Quoted passage:
— begin —
Scout's honour upheld

Willis draws upon his inner Bogart

Published: Feb 08 2014, 01:01:am

Friday, December 13, 1991.
THE LAST BOY SCOUT. Written by Shane Black, based on a story by Black and Greg Hicks. Music by Michael Kamen. Directed by Tony Scott. Running time: 105 minutes. Restricted entertainment with the B.C. Classifier's warning: "frequent violence, very coarse language, occasional nudity."
JOSEPH CORNELIUS Hallenbeck (Bruce Willis) is having one of those mornings.
    Slept in his car. Woke up with a dead rat on his chest. Went home to find a live one in his faithless wife's bedroom closet.
    "Nobody likes you," the down, nearly defeated Los Angeles gumshoe tells himself. "Everybody hates you. You're gonna lose."
    Across town, James Alexander Dix (Damon Wayans) is not doing any better. Jobless. Pain-killers for breakfast. Liquor for lunch.
    "All I do these days is lose friends, drink and nail anything with a heartbeat," whines the self-pitying former football star.
    Hail the heroes. In The Last Boy Scout, British-born director Tony Scott takes a neo-noir shot at the results of Reagan's "morning in America."
    Welcome back, Bruce. For the past year, actor Willis has been living Hallenbeck's "nobody loves me" mantra.
    Everybody seems to have hated him in his starring vehicles Bonfire of the Vanities and Hudson Hawk. His supporting-role presence was little help to box office losers Mortal Thoughts and Billy Bathgate.
     Under Scott's direction, though, Willis comes back like gangbusters. As Joe Hallenbeck, he is a Die Hard-like character at large in a Lethal Weapon plot.
    At their best, urban thrillers offer a street-level reflection of the national mood. Tales of human extremity, they go to the heart of our basic beliefs and what most threatens them.
    One of this year's best, The Last Boy Scout offers us a couple of guys who've withered in the shadows of their former selves. Once heroes, Hallenbeck and Dix now fight a daily, debilitating battle against their own rage and resentment.
— end —
(Location identification items)
— begin —
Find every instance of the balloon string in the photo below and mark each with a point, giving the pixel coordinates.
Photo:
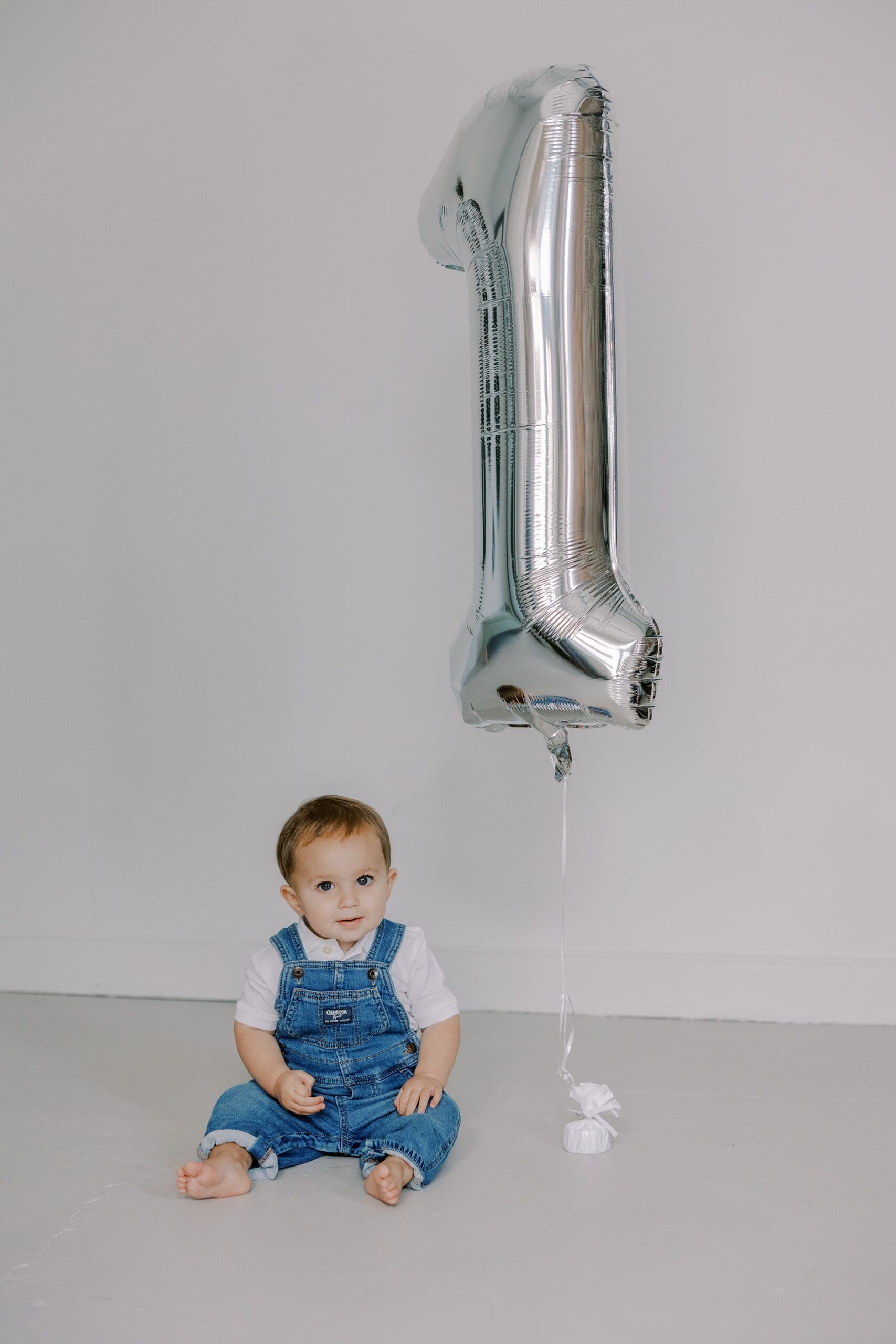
(566, 1043)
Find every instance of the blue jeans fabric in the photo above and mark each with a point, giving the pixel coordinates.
(344, 1025)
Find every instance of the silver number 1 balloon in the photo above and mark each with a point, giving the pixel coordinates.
(554, 637)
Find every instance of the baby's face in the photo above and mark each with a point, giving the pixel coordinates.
(340, 885)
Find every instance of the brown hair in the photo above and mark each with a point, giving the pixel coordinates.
(324, 816)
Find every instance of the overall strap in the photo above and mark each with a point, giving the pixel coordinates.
(289, 944)
(387, 941)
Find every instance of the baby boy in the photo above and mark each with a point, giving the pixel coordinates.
(344, 1023)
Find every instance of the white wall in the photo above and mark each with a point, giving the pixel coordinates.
(239, 500)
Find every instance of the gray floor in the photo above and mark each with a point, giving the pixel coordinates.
(749, 1196)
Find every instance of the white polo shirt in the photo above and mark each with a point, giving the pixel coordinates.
(417, 976)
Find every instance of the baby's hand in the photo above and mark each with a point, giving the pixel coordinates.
(293, 1090)
(416, 1093)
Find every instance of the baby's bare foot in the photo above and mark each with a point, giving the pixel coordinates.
(222, 1174)
(386, 1180)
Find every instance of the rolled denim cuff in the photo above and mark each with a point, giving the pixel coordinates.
(267, 1158)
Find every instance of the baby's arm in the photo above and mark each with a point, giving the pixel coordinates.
(263, 1059)
(440, 1045)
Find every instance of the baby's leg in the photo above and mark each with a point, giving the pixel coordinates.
(248, 1127)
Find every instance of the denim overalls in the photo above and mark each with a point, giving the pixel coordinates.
(344, 1025)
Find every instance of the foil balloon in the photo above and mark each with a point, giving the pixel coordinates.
(522, 203)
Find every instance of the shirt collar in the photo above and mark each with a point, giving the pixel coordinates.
(312, 942)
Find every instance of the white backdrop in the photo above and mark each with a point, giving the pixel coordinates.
(238, 492)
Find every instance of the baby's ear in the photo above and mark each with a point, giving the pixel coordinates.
(291, 898)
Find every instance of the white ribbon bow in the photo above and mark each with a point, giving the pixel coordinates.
(592, 1100)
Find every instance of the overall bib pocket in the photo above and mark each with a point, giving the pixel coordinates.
(335, 1018)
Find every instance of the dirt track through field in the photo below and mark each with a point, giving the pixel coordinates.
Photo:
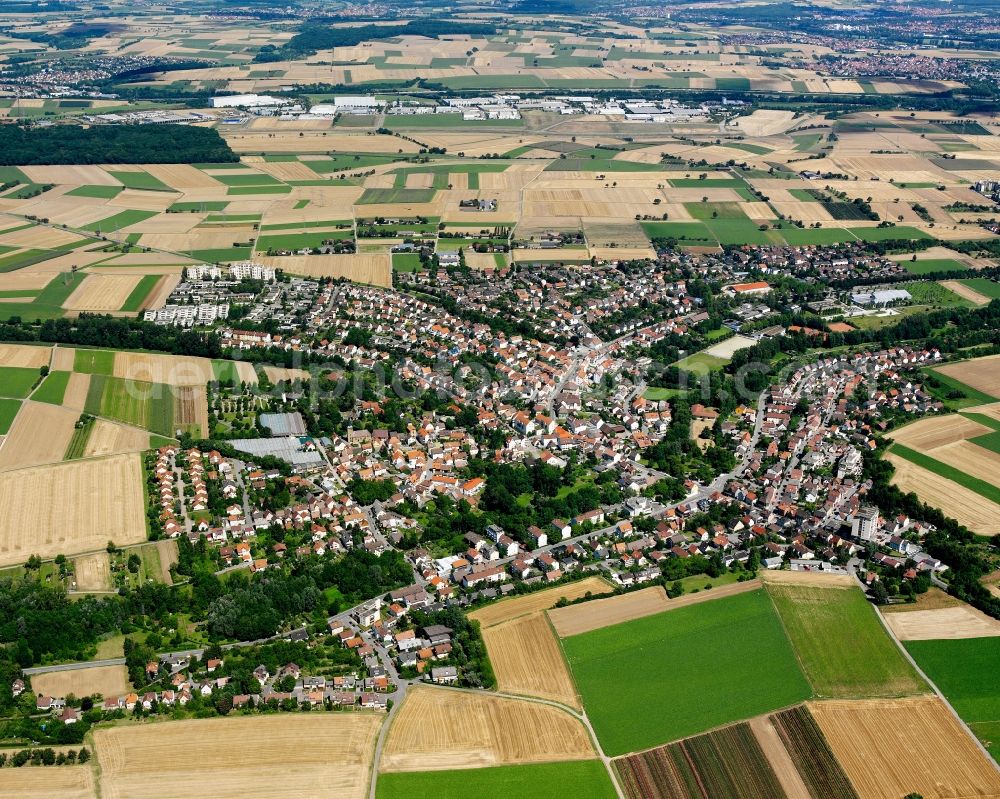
(442, 729)
(527, 659)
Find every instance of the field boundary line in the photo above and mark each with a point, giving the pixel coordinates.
(936, 690)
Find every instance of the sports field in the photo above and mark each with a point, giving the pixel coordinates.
(735, 635)
(588, 778)
(843, 648)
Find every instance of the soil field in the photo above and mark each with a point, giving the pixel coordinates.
(174, 370)
(102, 293)
(587, 616)
(982, 374)
(941, 760)
(294, 755)
(71, 507)
(508, 609)
(93, 572)
(527, 660)
(440, 729)
(958, 622)
(24, 446)
(819, 622)
(58, 782)
(967, 507)
(108, 438)
(726, 763)
(104, 680)
(24, 355)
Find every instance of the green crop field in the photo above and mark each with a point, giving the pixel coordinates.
(94, 362)
(588, 778)
(8, 410)
(118, 221)
(140, 180)
(53, 388)
(843, 648)
(738, 635)
(981, 487)
(17, 381)
(985, 286)
(101, 192)
(966, 672)
(396, 195)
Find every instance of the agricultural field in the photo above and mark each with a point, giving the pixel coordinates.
(589, 779)
(527, 660)
(537, 601)
(269, 755)
(728, 762)
(439, 728)
(942, 761)
(104, 680)
(737, 633)
(965, 672)
(70, 507)
(819, 620)
(62, 782)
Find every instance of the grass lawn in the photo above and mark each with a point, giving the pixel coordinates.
(102, 192)
(934, 265)
(8, 410)
(53, 388)
(701, 362)
(635, 677)
(94, 362)
(405, 262)
(843, 648)
(966, 672)
(981, 487)
(588, 778)
(17, 381)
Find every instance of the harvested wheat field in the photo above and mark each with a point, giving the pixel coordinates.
(937, 431)
(24, 446)
(173, 370)
(927, 625)
(508, 609)
(527, 660)
(941, 759)
(440, 728)
(108, 438)
(582, 618)
(983, 374)
(24, 355)
(71, 507)
(104, 680)
(967, 507)
(820, 579)
(372, 268)
(294, 755)
(92, 572)
(60, 782)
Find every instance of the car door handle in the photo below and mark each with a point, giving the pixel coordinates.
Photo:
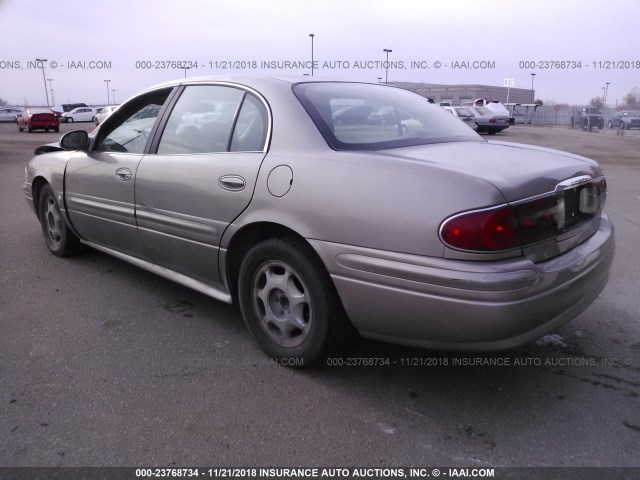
— end —
What to work on:
- A) In one to three sentences, explain why the review of The Last Boy Scout greets Willis with "Welcome back, Bruce."
- B) Resume the review of The Last Boy Scout, picking up after its final sentence.

Exercise results:
- A) For the past year, Willis's starring films Bonfire of the Vanities and Hudson Hawk were widely disliked, and his supporting roles did little to help the box office losers Mortal Thoughts and Billy Bathgate. Under Tony Scott's direction in The Last Boy Scout, he comes back like gangbusters.

- B)
    Dix, who used to be "the best arm in the National League," is banned from the game for alleged drug abuse.
    Hallenbeck, the Secret Service agent who saved the life of President Carter (look-alike actor Ed Beheler), lost his job for punching out less-than-upright California senator Calvin Baynard (Chelcie Ross).
    Both are at the bottom and in despair. They meet on the night that professional killers gun down Dix's girlfriend, a topless dancer named Cory (Halle Berry). Together, they lift the lid on a whole lot of social and political corruption.
    Screenwriter Shane Black, creator of Lethal Weapon, is right on target here. A fan of classic hard-boiled detective fiction, he delivers a double Rocky punch, setting up the story of two essentially decent, if disconnected, men struggling to preserve some personal dignity in a dirty world.
    He packages it in an unstoppable action plot, a sharp, thrill-a-minute tale full of blazing guns, really bad bad guys, shocks, surprises and lots of things that blow up good. Scott, the director of such empty-hearted hits as Top Gun and Days of Thunder, finally manages to merge his considerable style with a modicum of substance.
    It's still the same old story, though. Willis, at his best, is a modern Bogart. And he is at his best as Hallenbeck, the wisecracking tough guy who clings tenaciously to his ideals in the face of every betrayal.
    Be prepared for smashing action entertainment.

The above is a restored version of a Province review by Michael Walsh originally published in 1991. For additional information on this archived material, please visit my FAQ.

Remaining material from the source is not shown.